Requirements.
From the data, extract every line that contains the string "altar".

The data.
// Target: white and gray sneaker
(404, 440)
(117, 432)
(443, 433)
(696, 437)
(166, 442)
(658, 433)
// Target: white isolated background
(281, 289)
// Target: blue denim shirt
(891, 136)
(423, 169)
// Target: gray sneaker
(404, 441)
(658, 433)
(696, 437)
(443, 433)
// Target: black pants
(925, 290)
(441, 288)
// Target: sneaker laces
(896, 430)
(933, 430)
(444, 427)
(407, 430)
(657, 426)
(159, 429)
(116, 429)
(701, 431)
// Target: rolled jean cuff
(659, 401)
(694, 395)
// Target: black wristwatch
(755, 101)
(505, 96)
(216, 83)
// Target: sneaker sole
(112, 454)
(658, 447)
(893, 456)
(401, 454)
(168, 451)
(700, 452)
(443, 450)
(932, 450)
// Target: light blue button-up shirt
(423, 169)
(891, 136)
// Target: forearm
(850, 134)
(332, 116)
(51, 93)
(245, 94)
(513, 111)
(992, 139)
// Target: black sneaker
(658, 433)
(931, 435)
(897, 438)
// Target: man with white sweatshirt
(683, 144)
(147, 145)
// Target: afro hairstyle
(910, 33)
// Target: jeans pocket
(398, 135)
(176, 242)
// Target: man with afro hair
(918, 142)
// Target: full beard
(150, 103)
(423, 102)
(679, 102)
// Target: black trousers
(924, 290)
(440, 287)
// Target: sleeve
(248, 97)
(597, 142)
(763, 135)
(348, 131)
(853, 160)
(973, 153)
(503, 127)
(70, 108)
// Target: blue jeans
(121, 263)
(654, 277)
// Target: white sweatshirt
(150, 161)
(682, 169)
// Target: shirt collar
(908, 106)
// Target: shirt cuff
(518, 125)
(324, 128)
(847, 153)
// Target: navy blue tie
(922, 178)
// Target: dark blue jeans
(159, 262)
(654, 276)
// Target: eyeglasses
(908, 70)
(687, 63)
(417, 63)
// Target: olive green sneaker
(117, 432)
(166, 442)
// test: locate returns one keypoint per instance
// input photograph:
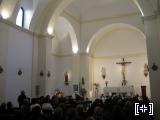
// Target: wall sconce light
(146, 70)
(66, 79)
(5, 14)
(103, 70)
(1, 70)
(83, 82)
(41, 73)
(48, 74)
(19, 72)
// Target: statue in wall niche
(66, 79)
(19, 72)
(83, 82)
(41, 73)
(1, 69)
(48, 74)
(106, 83)
(146, 70)
(103, 70)
(123, 70)
(124, 82)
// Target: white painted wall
(3, 59)
(134, 73)
(19, 57)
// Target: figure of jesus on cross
(123, 71)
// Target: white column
(153, 49)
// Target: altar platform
(123, 90)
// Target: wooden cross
(123, 71)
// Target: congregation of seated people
(66, 108)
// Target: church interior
(86, 48)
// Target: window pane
(19, 20)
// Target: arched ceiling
(46, 11)
(119, 42)
(114, 30)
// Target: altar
(123, 90)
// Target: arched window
(20, 18)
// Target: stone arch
(101, 32)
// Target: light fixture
(75, 49)
(50, 30)
(5, 14)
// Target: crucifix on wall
(123, 71)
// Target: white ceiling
(82, 6)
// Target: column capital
(150, 17)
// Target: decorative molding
(151, 17)
(119, 56)
(71, 16)
(11, 24)
(20, 72)
(111, 17)
(103, 18)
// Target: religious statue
(103, 70)
(123, 71)
(83, 82)
(66, 81)
(146, 70)
(106, 82)
(96, 89)
(124, 82)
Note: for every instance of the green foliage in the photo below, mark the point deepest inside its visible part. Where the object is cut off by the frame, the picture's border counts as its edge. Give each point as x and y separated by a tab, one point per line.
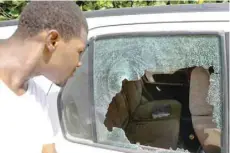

Answer in full.
// Target: altar platform
// Target: altar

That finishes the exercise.